Pointing entries:
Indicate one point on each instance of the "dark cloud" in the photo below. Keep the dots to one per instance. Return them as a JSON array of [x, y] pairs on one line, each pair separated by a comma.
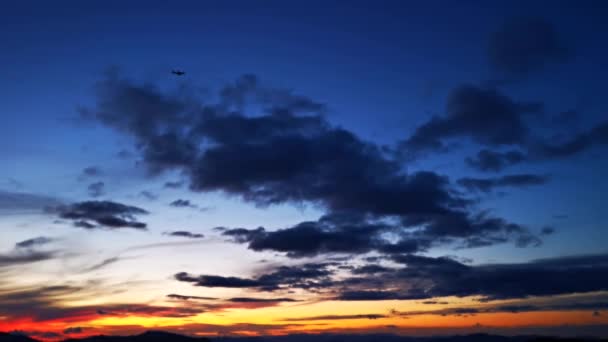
[[484, 115], [539, 150], [148, 195], [104, 213], [547, 231], [356, 235], [174, 185], [289, 153], [487, 160], [74, 330], [524, 45], [181, 297], [218, 281], [181, 203], [260, 300], [102, 264], [596, 136], [183, 233], [427, 277], [92, 171], [489, 184], [335, 317], [24, 257], [306, 276], [18, 201], [370, 269], [34, 242], [376, 295], [96, 189], [512, 308], [36, 334]]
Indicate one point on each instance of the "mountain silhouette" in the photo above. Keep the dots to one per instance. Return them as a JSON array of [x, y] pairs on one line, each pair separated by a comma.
[[161, 336]]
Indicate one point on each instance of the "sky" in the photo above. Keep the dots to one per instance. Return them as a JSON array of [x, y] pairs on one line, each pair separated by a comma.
[[405, 167]]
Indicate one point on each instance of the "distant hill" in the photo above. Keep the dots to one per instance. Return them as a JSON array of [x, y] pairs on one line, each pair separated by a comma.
[[160, 336], [149, 336], [5, 337]]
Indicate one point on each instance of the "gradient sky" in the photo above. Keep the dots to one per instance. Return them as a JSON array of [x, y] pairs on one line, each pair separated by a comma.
[[417, 168]]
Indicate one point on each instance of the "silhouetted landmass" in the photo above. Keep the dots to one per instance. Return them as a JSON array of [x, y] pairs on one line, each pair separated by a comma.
[[5, 337], [159, 336], [149, 336]]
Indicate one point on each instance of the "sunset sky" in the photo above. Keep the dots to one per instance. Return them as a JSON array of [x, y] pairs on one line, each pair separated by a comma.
[[407, 167]]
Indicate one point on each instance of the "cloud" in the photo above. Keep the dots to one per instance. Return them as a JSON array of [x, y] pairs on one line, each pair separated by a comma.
[[181, 297], [96, 189], [484, 115], [487, 160], [34, 242], [181, 203], [24, 257], [428, 277], [260, 300], [335, 317], [92, 171], [173, 185], [525, 45], [306, 276], [19, 201], [148, 195], [183, 233], [376, 295], [596, 136], [352, 234], [102, 264], [104, 213], [75, 330], [290, 154], [489, 184]]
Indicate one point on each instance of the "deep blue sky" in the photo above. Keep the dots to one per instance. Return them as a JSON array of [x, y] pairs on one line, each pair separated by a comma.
[[383, 69]]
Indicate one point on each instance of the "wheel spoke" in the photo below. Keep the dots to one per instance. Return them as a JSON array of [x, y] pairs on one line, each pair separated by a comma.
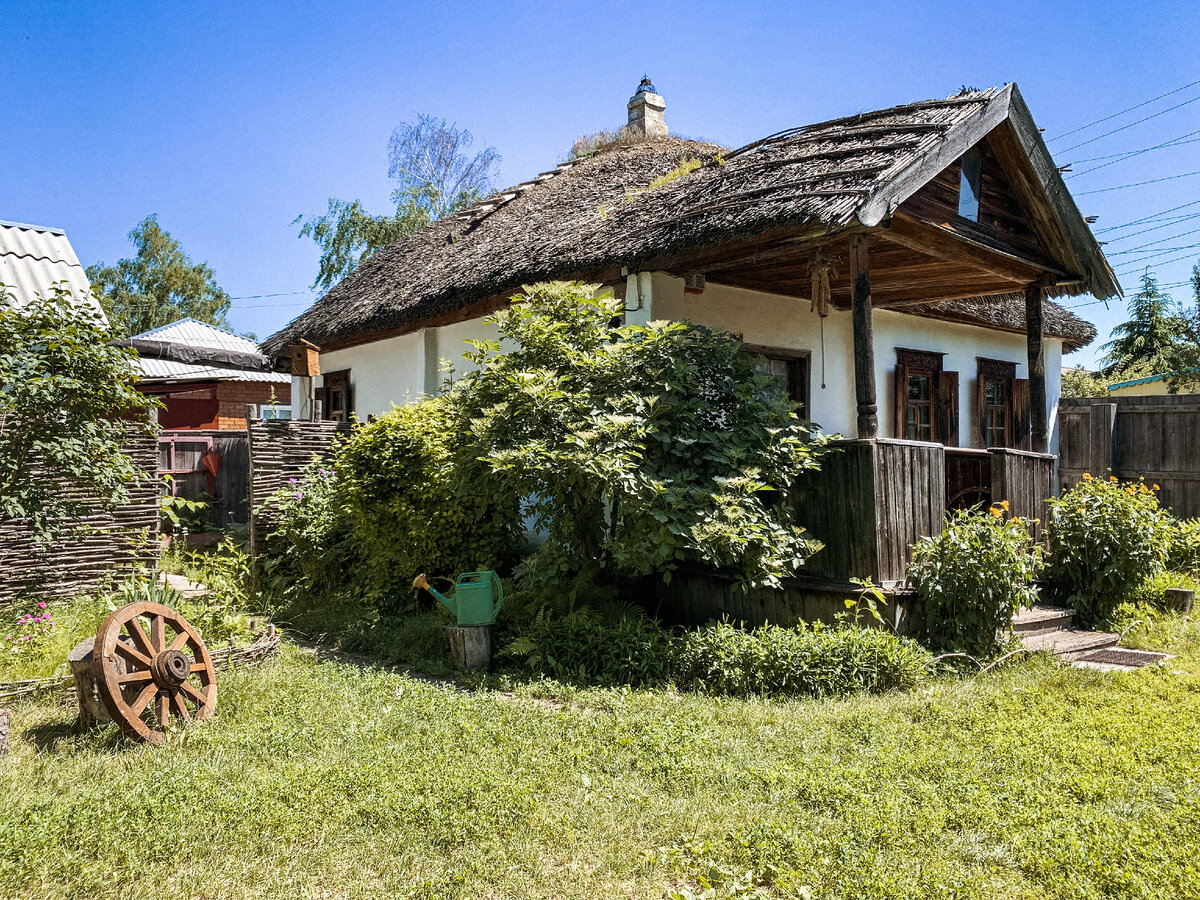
[[195, 694], [157, 634], [142, 700], [139, 636], [177, 700], [132, 654]]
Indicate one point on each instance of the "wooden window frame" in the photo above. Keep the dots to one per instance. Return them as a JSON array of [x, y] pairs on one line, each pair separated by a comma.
[[333, 382], [943, 400], [799, 373], [1017, 405]]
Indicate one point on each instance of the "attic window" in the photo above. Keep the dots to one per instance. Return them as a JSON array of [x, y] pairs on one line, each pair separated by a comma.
[[971, 184]]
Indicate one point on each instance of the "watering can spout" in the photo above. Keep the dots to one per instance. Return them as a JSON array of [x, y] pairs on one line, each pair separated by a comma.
[[477, 597], [420, 581]]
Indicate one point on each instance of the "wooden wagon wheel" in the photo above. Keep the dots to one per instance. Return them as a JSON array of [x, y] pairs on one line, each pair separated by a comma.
[[144, 679]]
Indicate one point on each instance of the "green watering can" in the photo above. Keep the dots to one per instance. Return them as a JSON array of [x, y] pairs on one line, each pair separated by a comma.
[[477, 597]]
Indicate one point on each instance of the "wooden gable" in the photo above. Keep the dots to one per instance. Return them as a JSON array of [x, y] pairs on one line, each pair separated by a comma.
[[1003, 222]]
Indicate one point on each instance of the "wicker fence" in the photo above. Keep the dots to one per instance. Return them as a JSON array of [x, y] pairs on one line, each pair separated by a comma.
[[280, 450], [112, 543]]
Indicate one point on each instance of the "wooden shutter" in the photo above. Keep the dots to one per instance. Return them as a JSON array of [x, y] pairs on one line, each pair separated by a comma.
[[901, 396], [947, 418], [1021, 419]]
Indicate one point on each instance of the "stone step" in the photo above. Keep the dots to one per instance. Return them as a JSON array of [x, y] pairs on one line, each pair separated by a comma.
[[1042, 618], [1069, 642]]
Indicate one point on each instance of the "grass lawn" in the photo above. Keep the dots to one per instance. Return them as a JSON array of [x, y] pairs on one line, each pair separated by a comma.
[[321, 779]]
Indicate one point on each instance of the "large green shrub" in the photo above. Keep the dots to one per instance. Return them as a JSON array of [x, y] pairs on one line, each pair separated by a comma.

◆ What is being asked
Copy the entries from their start through the line containing "[[160, 336], [149, 336], [5, 337]]", inclusive, swapping each "dots" for "marks" and changing nothing else. Leave the pictures out.

◆ The reply
Indicate one point on each instance of the "dark cloud" in the photo below. Keep the marks to one per instance. Return them as a JSON array of [x, y] pairs on one line, each pair separated by a comma.
[[484, 115], [539, 150], [148, 195], [104, 213], [547, 231], [356, 235], [174, 185], [289, 153], [487, 160], [74, 330], [524, 45], [181, 297], [218, 281], [181, 203], [260, 300], [102, 264], [596, 136], [183, 233], [427, 277], [92, 171], [489, 184], [335, 317], [24, 257], [306, 276], [18, 201], [370, 269], [34, 242], [376, 295], [96, 189], [512, 308], [36, 334]]
Indicate one point on each instance of the "mountain silhouette" in the photo above. Keep the marks to one per instance. Return them as a JSON array of [x, y] pairs on one line, each pair separated by a comma.
[[161, 336]]
Indicate one point on each instance of the "sky" in the photo above. Keep the marks to one per instance. Return them as a JSON array of [x, y] pairs on one line, each pair separated by a comma.
[[405, 167]]
Indicate one point on each instance of the "distant hill" in the photo above. Keep the marks to one per instance. Return them as a JSON array of [x, y] pairs on one line, each pair separated by a comma.
[[160, 336], [149, 336], [5, 337]]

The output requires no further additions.